Task prompt: Please repeat the whole listing below word for word, leaving the pictures out of your answer.

Exercise material:
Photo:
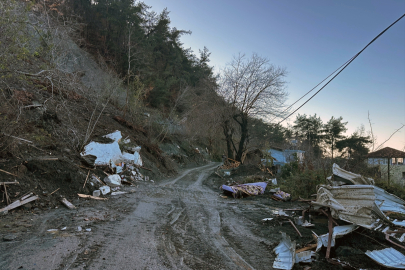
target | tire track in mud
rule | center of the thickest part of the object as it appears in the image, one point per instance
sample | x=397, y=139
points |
x=204, y=225
x=177, y=224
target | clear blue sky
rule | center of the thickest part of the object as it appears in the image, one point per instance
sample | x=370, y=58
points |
x=311, y=39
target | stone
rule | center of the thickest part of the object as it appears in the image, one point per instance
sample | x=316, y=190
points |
x=27, y=206
x=96, y=193
x=113, y=180
x=105, y=190
x=9, y=237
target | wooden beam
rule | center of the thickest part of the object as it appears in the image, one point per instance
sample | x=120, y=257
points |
x=9, y=183
x=91, y=197
x=19, y=203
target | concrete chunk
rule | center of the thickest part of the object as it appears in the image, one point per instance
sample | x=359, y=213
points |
x=113, y=180
x=105, y=190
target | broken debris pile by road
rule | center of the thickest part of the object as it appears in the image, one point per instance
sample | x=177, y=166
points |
x=243, y=190
x=354, y=200
x=117, y=158
x=123, y=165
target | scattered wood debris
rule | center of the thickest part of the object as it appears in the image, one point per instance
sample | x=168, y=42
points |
x=68, y=204
x=8, y=172
x=91, y=197
x=26, y=199
x=230, y=164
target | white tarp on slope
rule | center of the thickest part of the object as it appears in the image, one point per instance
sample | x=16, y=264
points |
x=106, y=152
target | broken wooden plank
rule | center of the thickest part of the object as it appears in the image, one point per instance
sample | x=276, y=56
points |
x=54, y=191
x=145, y=168
x=91, y=197
x=26, y=196
x=9, y=183
x=330, y=226
x=312, y=246
x=86, y=179
x=98, y=179
x=67, y=203
x=8, y=172
x=19, y=203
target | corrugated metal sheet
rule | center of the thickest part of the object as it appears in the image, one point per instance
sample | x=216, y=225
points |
x=304, y=256
x=388, y=202
x=338, y=232
x=388, y=257
x=285, y=252
x=351, y=203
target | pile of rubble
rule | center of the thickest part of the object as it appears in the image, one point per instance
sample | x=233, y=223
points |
x=355, y=200
x=123, y=165
x=121, y=161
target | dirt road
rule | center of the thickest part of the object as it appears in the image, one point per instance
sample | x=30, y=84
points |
x=178, y=223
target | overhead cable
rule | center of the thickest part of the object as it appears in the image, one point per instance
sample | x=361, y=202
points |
x=351, y=60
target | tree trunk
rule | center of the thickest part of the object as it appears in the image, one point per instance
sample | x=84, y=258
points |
x=228, y=132
x=243, y=137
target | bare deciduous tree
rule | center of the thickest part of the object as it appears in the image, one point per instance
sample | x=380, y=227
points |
x=252, y=87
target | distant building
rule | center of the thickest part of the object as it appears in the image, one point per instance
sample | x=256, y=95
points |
x=279, y=157
x=391, y=163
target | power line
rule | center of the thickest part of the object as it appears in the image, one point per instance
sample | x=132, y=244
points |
x=312, y=89
x=351, y=60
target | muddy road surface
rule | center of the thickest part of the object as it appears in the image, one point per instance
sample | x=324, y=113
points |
x=178, y=223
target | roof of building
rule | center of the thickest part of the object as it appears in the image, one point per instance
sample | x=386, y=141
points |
x=387, y=152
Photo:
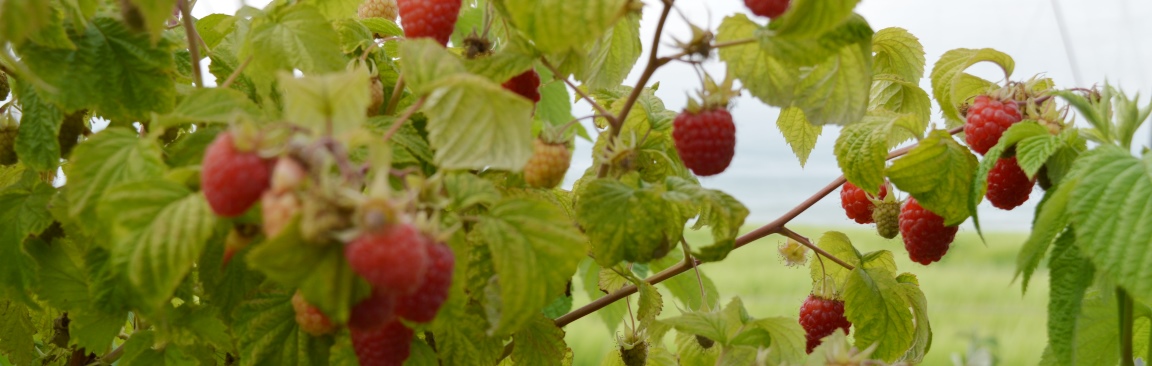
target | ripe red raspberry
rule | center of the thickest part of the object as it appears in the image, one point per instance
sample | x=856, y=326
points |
x=925, y=236
x=374, y=312
x=388, y=345
x=1008, y=185
x=527, y=85
x=309, y=318
x=987, y=120
x=856, y=204
x=548, y=165
x=770, y=8
x=820, y=317
x=429, y=18
x=706, y=140
x=378, y=8
x=394, y=258
x=233, y=180
x=422, y=305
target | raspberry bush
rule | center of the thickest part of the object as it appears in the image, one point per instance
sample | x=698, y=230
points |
x=355, y=190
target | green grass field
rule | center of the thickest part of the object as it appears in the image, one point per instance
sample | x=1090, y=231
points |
x=969, y=291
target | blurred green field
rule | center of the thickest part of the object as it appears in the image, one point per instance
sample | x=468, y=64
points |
x=969, y=292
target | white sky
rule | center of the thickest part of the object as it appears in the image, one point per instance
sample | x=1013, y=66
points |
x=1111, y=40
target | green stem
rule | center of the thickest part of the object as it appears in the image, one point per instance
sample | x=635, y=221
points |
x=1124, y=303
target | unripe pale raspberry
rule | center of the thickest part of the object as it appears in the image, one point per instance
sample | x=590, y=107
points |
x=547, y=166
x=310, y=318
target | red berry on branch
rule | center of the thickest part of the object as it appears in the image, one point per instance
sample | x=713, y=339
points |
x=393, y=258
x=233, y=178
x=987, y=120
x=429, y=18
x=423, y=305
x=1008, y=185
x=926, y=238
x=768, y=8
x=820, y=317
x=706, y=140
x=856, y=203
x=527, y=84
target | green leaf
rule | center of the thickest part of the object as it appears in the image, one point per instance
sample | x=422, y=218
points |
x=764, y=76
x=812, y=17
x=16, y=332
x=922, y=340
x=627, y=223
x=161, y=229
x=465, y=190
x=612, y=314
x=423, y=62
x=1032, y=152
x=113, y=70
x=319, y=269
x=327, y=104
x=210, y=105
x=39, y=123
x=153, y=15
x=113, y=157
x=836, y=90
x=614, y=54
x=838, y=245
x=891, y=92
x=540, y=342
x=294, y=37
x=686, y=288
x=1070, y=276
x=938, y=173
x=862, y=149
x=1051, y=219
x=475, y=123
x=560, y=25
x=876, y=305
x=798, y=132
x=897, y=52
x=95, y=329
x=536, y=250
x=717, y=210
x=950, y=86
x=460, y=329
x=268, y=335
x=1111, y=208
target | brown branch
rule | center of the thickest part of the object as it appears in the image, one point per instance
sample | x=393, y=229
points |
x=194, y=40
x=774, y=227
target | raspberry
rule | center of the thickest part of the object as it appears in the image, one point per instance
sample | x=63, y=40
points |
x=548, y=165
x=429, y=18
x=233, y=180
x=886, y=215
x=422, y=305
x=309, y=318
x=856, y=201
x=820, y=317
x=394, y=258
x=925, y=236
x=373, y=312
x=706, y=140
x=377, y=97
x=527, y=85
x=388, y=345
x=987, y=119
x=768, y=8
x=378, y=8
x=1008, y=185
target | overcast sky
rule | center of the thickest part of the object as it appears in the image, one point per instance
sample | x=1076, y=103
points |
x=1109, y=39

Answer to this task:
Photo:
target | tire track in mud
rule | center of the thickest part of the object as it appears in the image, one point per instance
sample | x=397, y=139
points |
x=204, y=225
x=177, y=224
target | clear blue sky
rule | center of the thickest part of the object as it appears in the image, one point per instance
sample | x=370, y=58
points |
x=311, y=39
target | stone
rule | center of the thickest part of the object as it appears in the image, one point per instance
sample | x=316, y=190
points |
x=27, y=206
x=96, y=193
x=113, y=180
x=105, y=190
x=9, y=237
target | wooden beam
rule | center of the thickest part of the object as it appears in the image, one point per instance
sample | x=120, y=257
points |
x=9, y=183
x=91, y=197
x=19, y=203
target | concrete chunk
rule | center of the thickest part of the object as it appears in the image, one point per instance
sample | x=359, y=213
points |
x=113, y=180
x=105, y=190
target | broken debris pile by road
rule | center of the thickest part of the object as it appears in the image, one point per instance
sample | x=177, y=166
points |
x=243, y=190
x=354, y=200
x=117, y=158
x=123, y=165
target | scattered wood debris
rule | center of the thickest part of the object as it appears in the image, one point per instance
sample | x=168, y=42
points |
x=68, y=204
x=8, y=172
x=91, y=197
x=26, y=199
x=230, y=164
target | white tarp on slope
rule | center of the thickest part of the object as it appears in the image, one point per instance
sample | x=16, y=264
points |
x=106, y=152
target | broken wooden plank
rule | center of the thickest part of the object as it appears in the image, one point per instance
sample | x=276, y=56
points |
x=54, y=191
x=145, y=168
x=91, y=197
x=26, y=196
x=9, y=183
x=330, y=226
x=312, y=246
x=86, y=179
x=98, y=179
x=67, y=203
x=8, y=172
x=19, y=203
target | corrugated metal sheet
rule | center of the thickest part of the object as it appears in the image, one point per instance
sample | x=216, y=225
points |
x=304, y=256
x=388, y=202
x=338, y=232
x=388, y=257
x=285, y=252
x=351, y=203
target | pile of rubble
rule | center of the thickest part of the object as it appears in the image, one point per instance
sample | x=233, y=223
points |
x=355, y=200
x=123, y=165
x=121, y=161
target | dirt road
rule | center of the thickest part of the object as it appears in the image, one point per instance
sample | x=30, y=84
points |
x=178, y=223
target | overhead cable
rule | center of the thickest part of the object as it appears in the image, one point per instance
sample | x=361, y=202
points |
x=351, y=60
target | tree trunk
rule | center of the thickest part of the object as it appears in the image, one point per instance
sample | x=84, y=258
points |
x=228, y=132
x=243, y=137
target | bare deciduous tree
rule | center of the thickest part of the object as it appears in the image, one point per instance
sample | x=380, y=227
points |
x=252, y=87
target | distant building
rule | center of the thickest part of the object as it appears in the image, one point per instance
sample | x=256, y=95
points |
x=279, y=157
x=391, y=163
target | power line
rule | center of the thickest part of the object as it appears in the image, one point per instance
sample | x=132, y=244
points |
x=312, y=89
x=351, y=60
target | muddy road surface
rule | center of the thickest part of the object as it appears in the image, one point per instance
sample | x=324, y=113
points |
x=178, y=223
target | roof of building
rule | center of the thickest part of the object as it appears in the image, one point per instance
sample | x=386, y=141
points |
x=387, y=152
Photo:
target | ripe red raspberry
rule | center of the thickest part of the object as it appears in the image, one point per instance
sample | x=856, y=326
points |
x=925, y=236
x=374, y=312
x=388, y=345
x=1008, y=185
x=527, y=85
x=309, y=318
x=987, y=120
x=856, y=204
x=548, y=165
x=770, y=8
x=820, y=317
x=429, y=18
x=706, y=140
x=378, y=8
x=394, y=258
x=233, y=180
x=422, y=305
target | raspberry bush
rule | center of the thickest part of the object as it appears in the image, one point per instance
sample | x=698, y=230
points |
x=355, y=190
target | green grass field
rule | center of the thickest part of the object as it appears in the image, one point per instance
sample | x=1090, y=231
points |
x=969, y=291
target | blurred green field
rule | center of the thickest part of the object as it appears in the image, one point per instance
sample | x=468, y=64
points |
x=969, y=292
target | white sky
rule | center of the thickest part of the object as it appears in the image, one point per instance
sample | x=1013, y=66
points |
x=1111, y=40
target | green stem
rule | center of the thickest part of the object as it appears in the image, one point per instance
sample | x=635, y=221
points |
x=1124, y=303
target | unripe pale raspberry
rule | center of the thickest part of the object as it appears in the image, one point per instance
sample | x=590, y=107
points |
x=547, y=166
x=310, y=318
target | red berry on branch
rule | center of the thickest part of the object as it appears in the image, one point per instance
sample | x=713, y=339
points |
x=393, y=258
x=233, y=178
x=987, y=120
x=429, y=18
x=423, y=305
x=1008, y=185
x=926, y=238
x=768, y=8
x=820, y=317
x=706, y=140
x=856, y=203
x=527, y=84
target | green leaf
rule | center of the thickest part of the object as it appears in the image, one point per instance
sample | x=422, y=218
points |
x=764, y=76
x=812, y=17
x=16, y=332
x=922, y=340
x=627, y=223
x=161, y=229
x=465, y=190
x=612, y=314
x=423, y=62
x=1032, y=152
x=113, y=70
x=319, y=269
x=327, y=104
x=210, y=105
x=39, y=123
x=153, y=15
x=113, y=157
x=836, y=90
x=614, y=54
x=838, y=245
x=891, y=92
x=540, y=342
x=294, y=37
x=686, y=288
x=1070, y=276
x=938, y=173
x=862, y=149
x=1051, y=219
x=475, y=123
x=560, y=25
x=876, y=305
x=798, y=132
x=897, y=52
x=95, y=329
x=536, y=250
x=717, y=210
x=950, y=86
x=460, y=329
x=268, y=335
x=1111, y=208
target | brown branch
rule | center of the thickest part of the object as it appears in the image, one point per instance
sample | x=393, y=229
points |
x=194, y=40
x=774, y=227
target | raspberry
rule | center of the thickest part of the object as it appears in the image, one point per instance
sample | x=63, y=40
points |
x=548, y=165
x=429, y=18
x=233, y=180
x=886, y=215
x=422, y=305
x=309, y=318
x=856, y=201
x=820, y=317
x=394, y=258
x=925, y=236
x=373, y=312
x=706, y=140
x=377, y=97
x=527, y=85
x=388, y=345
x=987, y=119
x=768, y=8
x=378, y=8
x=1008, y=185
target | overcast sky
rule | center of the thickest part of the object as it appears in the image, one point per instance
sample | x=1076, y=103
points |
x=1109, y=39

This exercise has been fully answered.